● **DOCUMENT SECTION**:
******

Winds of change wafted to the Philippines as Joe Biden jogged onstage in Delaware to deliver his victory speech before an ecstatic crowd.
Filipinos tired of the divisive politics and vitriolic rhetoric of the Duterte presidency wondered, “Is it our turn next?”
No other United States election has riveted Filipinos as much and hit so close to home – an assessment backed up by how #Halalan2022, a hashtag for the 2022 national elections here, trended on Twitter when Biden’s win was declared.
Against all odds, Americans unseated Donald Trump, a president who not only praised authoritarian leaders, but behaved like one himself – spurning press freedom, sowing doubt in the elections, spreading lies for personal gain.
President-elect Biden promised to undo the harm wrought by his predecessor and there are signs this could influence his foreign policy, possibly to the detriment of populists and would-be authoritarians.
Promising to “restore the soul of America,” Biden said he would lead the Superpower in a “battle to restore decency, defend democracy.”
One arena where this battle could be waged is in a “2021 global democracy summit” which Biden and his advisors have written and spoken about.
Manpreet Anand, former Obama deputy assistant secretary of state
“During my first year in office, the United States will organize and host a global Summit for Democracy to renew the spirit and shared purpose of the nations of the free world,” he wrote in his essay for Foreign Affairs magazine.
Biden said the summit would bring leaders of democracies together and “honestly confront nations that are backsliding.”
He said it would be similar to the Nuclear Security Summits hosted by US President Barack Obama where participating countries committed to eliminating nuclear materials and beefing up nuclear security practices.
He even outlined priorities he wanted the summit to set: “fighting corruption, defending against authoritarianism, and advancing human rights in their own nations and abroad.”
Melay Abao, Ateneo de Manila political science professor
“It would be an opportunity for the US again to bring global actors together. I can very much see that as a way of President Biden saying, ‘We’re back, we’re here to help lead the world on these fundamental principles of democracy we all care about,’” said Manpreet Anand, a former Obama deputy assistant secretary of state for South Asia and now National Democratic Institute regional director for Asia-Pacific in an interview with Rappler.
It’s not only authoritarianism that Biden says he’ll call out, but also the toxic social media environment that props up their regimes with misinformation and dangerous propaganda.
He said the summit would issue a “call to action” for the private sector, “including technology companies and social media giants,” to ensure their platforms are not used for “spreading hate and misinformation,” surveillance, and repression.

******

● **DATA EXTRACTS**:
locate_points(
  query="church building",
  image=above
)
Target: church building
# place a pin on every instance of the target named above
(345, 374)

******

● **TASK BRIEF**:
Pick up the article on Biden's win and his planned democracy summit, as seen from the Philippines, where it ends and keep writing it.

● **REPLY TO THE EXERCISE**:
Ateneo de Manila political science professor Melay Abao doesn’t see Biden ignoring Duterte’s controversial campaign against illegal drugs, for which Trump had infamously praised Duterte.
“Duterte has lost an ally. The Biden camp is not likely to compromise on the human rights issue so for sure, it will frown upon the extrajudicial killings and the drug war,” she told Rappler.
This early on, it’s not clear if the Philippines will play a role in the summit, though it is Southeast Asia’s oldest democracy and America’s oldest treaty ally in Asia.
But one thing that could temper any criticism of Duterte is the military alliance and how it could help the United States in its strategy with China, the world’s rising power and America’s competitor, especially in Asia.
Herman Kraft, chairperson of the University of the Philippines’ political science department, says Biden could be advised to do all he can to preserve the alliance. This would be particularly crucial with the looming withdrawal of the Philippines from its Visiting Forces Agreement (VFA) with the US, instigated by Duterte himself.
“I think a Biden presidency would not want to do anything to rock the boat as far as any relationship with any of its friends and allies is concerned… He certainly would be very careful about driving or creating the conditions that might give President Duterte the reason for why he can proceed with his inclination to really put the Philippines closer to China and really move it away from the US,” Kraft told Rappler.
The VFA is a deal that allows US troops to move in and out of the Philippines with relative ease. While beneficial to the US, it’s also been invaluable to the Philippines since it has discouraged more aggressive encroachments by China in the West Philippine Sea.
The abrogation of this military deal was well on its way when, in June, Duterte inexplicably halted the process 5 months before the US presidential elections. That abrogation process could resume after December, if Duterte decides against extending the suspension. The US would want that extension, or if it can have it, no Philippine withdrawal at all.
What triggered Duterte to order the VFA’s abrogation in the first place was his outrage over the US’ suspension of his ally Senator Ronald “Bato” dela Rosa’s visa. He saw it as punishment for his drug war, which was led by Dela Rosa when he was still Philippine police chief.
This has created the perception that any criticism of Duterte could catalyze a knee-jerk response from the erratic President that could impact foreign and military policies.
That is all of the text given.